**Quoted text**

═══

Freeman funds to support 11 in Singapore internships

Previous groups had worked in Hong Kong

January 2, 2020
Mark Tarnacki
Staff Writer

Eleven Saint Michael’s College students will live, work and learn in Singapore for nearly two months early this coming summer 2020, funded by competitive and prestigious Freeman Foundation scholarships to support international internships in Asia.

Jeff Ayres

This is the third year that students from Saint Michael’s will be participating in the so-called Global Citizenship International Internship Program, said Jeffrey Ayres, a faculty member of the Saint Michael’s Political Science and International Relations department, campus director of the internship program and the College’s former dean.

In announcing this year’s Freeman cohort in early January, Ayres said this will be the first year that the St. Mike’s students will be working in Singapore rather than in Hong Kong, where students from Saint Michael’s worked for the summers of 2018 and 2019.

═══

In the article on the Singapore internships, in which summers did Saint Michael's students work in Hong Kong?

**Data extract**
═══

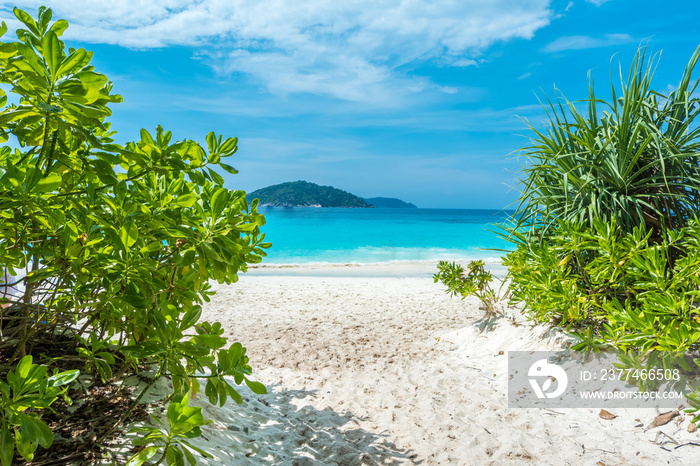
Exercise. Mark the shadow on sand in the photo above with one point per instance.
(282, 428)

═══

**Answer to the exercise**
2018 and 2019